━━━━━ DATA

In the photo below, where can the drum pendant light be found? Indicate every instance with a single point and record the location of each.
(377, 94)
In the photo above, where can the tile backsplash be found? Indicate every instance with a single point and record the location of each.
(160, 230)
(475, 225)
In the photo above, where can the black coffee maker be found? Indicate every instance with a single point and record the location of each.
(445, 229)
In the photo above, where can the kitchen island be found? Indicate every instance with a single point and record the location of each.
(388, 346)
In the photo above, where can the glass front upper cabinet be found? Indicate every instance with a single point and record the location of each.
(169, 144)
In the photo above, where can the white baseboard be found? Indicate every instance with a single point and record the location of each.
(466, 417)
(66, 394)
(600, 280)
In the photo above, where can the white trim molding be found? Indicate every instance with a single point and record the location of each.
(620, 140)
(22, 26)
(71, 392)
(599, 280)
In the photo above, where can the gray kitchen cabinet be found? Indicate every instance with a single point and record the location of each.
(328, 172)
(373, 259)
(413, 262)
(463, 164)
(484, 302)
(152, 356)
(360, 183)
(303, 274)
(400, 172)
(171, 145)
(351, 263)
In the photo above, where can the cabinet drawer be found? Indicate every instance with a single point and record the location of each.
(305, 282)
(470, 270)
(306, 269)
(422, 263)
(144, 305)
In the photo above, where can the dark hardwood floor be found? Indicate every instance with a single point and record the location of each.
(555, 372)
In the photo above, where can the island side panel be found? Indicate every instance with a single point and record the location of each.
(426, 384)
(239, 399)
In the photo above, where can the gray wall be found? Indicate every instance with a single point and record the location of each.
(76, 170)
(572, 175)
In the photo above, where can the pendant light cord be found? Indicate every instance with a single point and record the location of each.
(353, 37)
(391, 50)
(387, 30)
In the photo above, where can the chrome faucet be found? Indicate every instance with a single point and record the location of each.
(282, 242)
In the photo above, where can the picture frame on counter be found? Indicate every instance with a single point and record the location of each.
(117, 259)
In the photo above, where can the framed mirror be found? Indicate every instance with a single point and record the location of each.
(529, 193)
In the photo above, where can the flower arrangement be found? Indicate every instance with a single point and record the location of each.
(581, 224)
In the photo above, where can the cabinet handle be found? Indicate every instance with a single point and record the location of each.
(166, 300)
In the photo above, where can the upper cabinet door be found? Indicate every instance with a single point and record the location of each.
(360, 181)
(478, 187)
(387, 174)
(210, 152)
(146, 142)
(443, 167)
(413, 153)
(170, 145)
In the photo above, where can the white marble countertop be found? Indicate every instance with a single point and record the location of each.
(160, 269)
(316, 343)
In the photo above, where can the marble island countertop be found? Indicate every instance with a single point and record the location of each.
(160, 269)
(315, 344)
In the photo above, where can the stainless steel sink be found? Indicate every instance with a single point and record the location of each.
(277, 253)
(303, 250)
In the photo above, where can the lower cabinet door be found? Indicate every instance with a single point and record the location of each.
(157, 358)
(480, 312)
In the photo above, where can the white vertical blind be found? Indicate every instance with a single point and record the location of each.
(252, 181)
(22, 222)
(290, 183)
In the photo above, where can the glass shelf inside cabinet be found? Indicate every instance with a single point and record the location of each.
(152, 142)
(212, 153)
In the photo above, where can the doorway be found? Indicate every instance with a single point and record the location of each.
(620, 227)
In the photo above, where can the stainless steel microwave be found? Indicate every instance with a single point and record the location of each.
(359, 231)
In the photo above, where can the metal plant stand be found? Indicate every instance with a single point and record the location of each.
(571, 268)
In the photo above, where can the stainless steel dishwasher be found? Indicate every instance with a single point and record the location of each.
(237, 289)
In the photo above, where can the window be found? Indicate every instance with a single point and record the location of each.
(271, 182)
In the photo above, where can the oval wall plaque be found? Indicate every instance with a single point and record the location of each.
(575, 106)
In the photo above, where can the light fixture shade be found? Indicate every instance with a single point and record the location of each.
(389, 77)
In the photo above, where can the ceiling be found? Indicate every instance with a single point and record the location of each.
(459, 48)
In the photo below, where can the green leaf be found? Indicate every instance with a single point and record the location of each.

━━━━━━━━━━

PROBLEM TO SOLVE
Repeat back the data above, exact to the last character.

YOUR SOLUTION
In the photo below, where can the drum pendant light be found? Indicate every instance with a single point and record the location of each.
(377, 94)
In the photo above, where can the tile backsplash be found? Indicate every instance with a single point and record the location of each.
(160, 230)
(475, 225)
In the photo above, where can the black coffee maker be found? Indicate every instance with a single point and record the location of each.
(445, 229)
In the photo above, where can the kitchen island be found? Indicate every instance with a single point and record the location of each.
(388, 346)
In the photo above, where can the glass front upper cabinet be found? Indicate every instance with a single point and record the location of each.
(169, 144)
In the photo above, where can the white baseboard be found? Indicate every instance with a single point and record the location of each.
(466, 417)
(66, 394)
(600, 280)
In the photo above, where can the white trim molding be found? Indicate every instance with a single point and record the location of each.
(620, 140)
(22, 26)
(71, 392)
(599, 280)
In the photo above, where can the gray kitchen cabinet be found? Indicate every instance with a single point and record the location of each.
(328, 172)
(373, 259)
(413, 262)
(463, 164)
(484, 302)
(152, 356)
(360, 183)
(303, 274)
(400, 172)
(171, 145)
(351, 263)
In the photo above, where can the cabinet drawer be found? Indicate every instance with a single point and record the location of each.
(305, 282)
(470, 270)
(306, 269)
(422, 263)
(144, 305)
In the photo above, where can the dark hardwood floor be found? Indicate every instance with a single point and record the location of each.
(555, 372)
In the photo above, where can the island side panel be found? Indicate every instance with a single point and record the location of each.
(426, 384)
(239, 399)
In the photo above, where can the gray wall be found? Indicate every instance with a single point and record the location of each.
(76, 170)
(572, 175)
In the photo above, where can the pendant light cord be found? Indicate every instance with a single point and record the location of each.
(353, 37)
(391, 50)
(387, 30)
In the photo above, where can the chrome faucet be found? Indicate every instance with a single point and record the location of each.
(282, 242)
In the photo above, where can the picture frame on counter be found? Indicate every instance with a single point and record the location of each.
(117, 259)
In the photo above, where can the framed mirror be found? Indicate every instance with a single point and record the location of each.
(529, 193)
In the photo above, where can the flower arrangement be found? Indicate every instance with a single point and record the location of each.
(581, 224)
In the photo above, where can the cabinet handle be found? Indicate every instance with a single point and record the location of each.
(166, 300)
In the photo above, where can the upper cabinet door be found? Indicate every instance with a single point and record the location of each.
(360, 181)
(478, 187)
(387, 174)
(210, 152)
(146, 142)
(443, 167)
(413, 153)
(170, 145)
In the photo above, where can the white marble countertop be found? Indicate every instance with a single point and record the location of each.
(160, 269)
(316, 343)
In the photo above, where can the marble island countertop be found? Indicate every instance with a single point and record the location of each.
(160, 269)
(315, 344)
In the photo above, where can the stainless steel sink be found? Indicate every instance with a single point and record the location of each.
(277, 253)
(303, 250)
In the photo above, where can the lower cabinet door be found? Indicate every instance with a single point and record the location of each.
(157, 358)
(480, 312)
In the photo above, where can the white vertical blind be found? Indicate every instance with a single point and record the location of each.
(252, 181)
(22, 222)
(290, 183)
In the photo above, where can the glass shelf inside cabinet be found? Indicate every instance with a single point and record the location of each.
(152, 142)
(212, 153)
In the photo above, where can the doorway be found? Indicate every instance with a single point and record the location of each.
(620, 227)
In the photo above, where can the stainless steel microwave be found? Indicate every instance with a single point and record the location of each.
(359, 231)
In the photo above, where can the metal plant stand be found? Indicate every instance with a single point and record the location of each.
(571, 268)
In the photo above, where can the stainless steel dishwasher be found? Indicate every instance with a single point and record the location of each.
(237, 289)
In the photo above, where can the window be found? Indicate every instance with a single point and record the location of each.
(271, 182)
In the photo above, where can the oval wall plaque be found? Indicate every instance with a single point and record the location of each.
(575, 106)
In the photo above, where can the light fixture shade be found? Indicate every instance with a single point and record the location of each.
(389, 77)
In the photo above, where can the ceiling be found? Indicate every instance with a single point and record the location of each.
(459, 48)
In the photo below, where can the green leaf be found? Indicate every instance with a single point and record the location of each.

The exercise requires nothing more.